#### WRITTEN EXERCISE:
Rewrite the data below as a numbered list, from its first line through the line containing "x=137, y=158", inclusive. Omit any blank lines.

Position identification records
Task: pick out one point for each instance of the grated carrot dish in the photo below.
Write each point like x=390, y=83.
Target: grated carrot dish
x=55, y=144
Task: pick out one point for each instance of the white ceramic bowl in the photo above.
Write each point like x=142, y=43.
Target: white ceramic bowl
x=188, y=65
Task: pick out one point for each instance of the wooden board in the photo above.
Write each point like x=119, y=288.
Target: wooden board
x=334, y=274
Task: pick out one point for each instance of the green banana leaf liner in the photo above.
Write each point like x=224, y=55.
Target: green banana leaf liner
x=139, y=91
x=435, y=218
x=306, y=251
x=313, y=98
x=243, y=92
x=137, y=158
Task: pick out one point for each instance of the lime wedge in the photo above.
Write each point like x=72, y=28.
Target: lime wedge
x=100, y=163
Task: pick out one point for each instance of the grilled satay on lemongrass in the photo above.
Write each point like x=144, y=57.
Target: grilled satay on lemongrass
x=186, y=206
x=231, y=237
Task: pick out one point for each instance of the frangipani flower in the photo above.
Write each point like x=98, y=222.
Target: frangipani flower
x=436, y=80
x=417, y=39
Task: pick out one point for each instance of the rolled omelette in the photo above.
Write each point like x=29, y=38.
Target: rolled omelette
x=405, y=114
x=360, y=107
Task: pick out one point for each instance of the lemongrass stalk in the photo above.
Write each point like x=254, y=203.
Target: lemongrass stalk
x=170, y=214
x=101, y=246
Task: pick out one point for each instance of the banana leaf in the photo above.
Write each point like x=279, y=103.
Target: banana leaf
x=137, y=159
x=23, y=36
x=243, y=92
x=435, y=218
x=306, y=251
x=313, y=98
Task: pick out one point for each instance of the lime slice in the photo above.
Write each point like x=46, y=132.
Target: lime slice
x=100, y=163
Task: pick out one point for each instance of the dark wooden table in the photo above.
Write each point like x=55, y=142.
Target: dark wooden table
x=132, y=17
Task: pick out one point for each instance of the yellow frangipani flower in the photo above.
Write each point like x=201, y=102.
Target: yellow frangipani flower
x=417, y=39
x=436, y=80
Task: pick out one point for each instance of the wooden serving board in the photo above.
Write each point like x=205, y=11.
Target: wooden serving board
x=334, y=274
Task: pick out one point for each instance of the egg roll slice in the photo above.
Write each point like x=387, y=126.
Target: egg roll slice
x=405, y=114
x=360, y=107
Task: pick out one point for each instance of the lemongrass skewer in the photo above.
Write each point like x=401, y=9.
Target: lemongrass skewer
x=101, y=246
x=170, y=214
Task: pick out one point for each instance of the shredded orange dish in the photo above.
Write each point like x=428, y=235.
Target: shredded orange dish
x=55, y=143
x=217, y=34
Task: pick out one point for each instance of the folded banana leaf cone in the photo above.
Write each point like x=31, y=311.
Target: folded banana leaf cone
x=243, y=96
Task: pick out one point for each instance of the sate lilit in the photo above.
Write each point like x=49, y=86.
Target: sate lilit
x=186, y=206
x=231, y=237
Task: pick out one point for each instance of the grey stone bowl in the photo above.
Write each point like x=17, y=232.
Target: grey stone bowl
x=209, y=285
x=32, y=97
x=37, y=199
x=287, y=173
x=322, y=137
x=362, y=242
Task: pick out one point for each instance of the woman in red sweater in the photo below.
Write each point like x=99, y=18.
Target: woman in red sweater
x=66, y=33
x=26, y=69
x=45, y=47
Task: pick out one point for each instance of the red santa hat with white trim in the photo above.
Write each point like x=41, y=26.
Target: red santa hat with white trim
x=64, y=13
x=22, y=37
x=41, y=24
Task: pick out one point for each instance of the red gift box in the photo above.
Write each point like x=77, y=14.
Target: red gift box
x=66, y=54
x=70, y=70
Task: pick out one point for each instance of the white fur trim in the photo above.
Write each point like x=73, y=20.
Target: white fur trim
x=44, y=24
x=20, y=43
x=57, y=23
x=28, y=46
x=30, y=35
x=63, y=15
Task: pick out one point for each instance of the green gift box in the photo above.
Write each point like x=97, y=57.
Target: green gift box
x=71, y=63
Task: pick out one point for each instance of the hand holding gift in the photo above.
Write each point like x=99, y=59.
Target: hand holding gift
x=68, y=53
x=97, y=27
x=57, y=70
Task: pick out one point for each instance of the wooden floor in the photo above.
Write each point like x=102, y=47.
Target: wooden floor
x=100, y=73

#### TASK ANSWER:
1. Task: pick out one point for each instance of the grated carrot dish in the photo below.
2. Write each point like x=390, y=83.
3. Target: grated carrot dish
4. x=55, y=144
5. Task: pick out one point for each instance of the white ceramic bowl in the photo above.
6. Write each point like x=142, y=43.
7. Target: white ceramic bowl
8. x=188, y=65
9. Task: pick out one point for each instance of the wooden board in the photo above.
10. Write each point like x=119, y=288.
11. Target: wooden board
12. x=334, y=274
13. Task: pick out one point for each instance of the green banana leaf liner in the photo above.
14. Write each point like x=224, y=55.
15. Target: green banana leaf liner
16. x=139, y=91
17. x=435, y=218
18. x=306, y=251
19. x=313, y=98
20. x=243, y=92
21. x=137, y=158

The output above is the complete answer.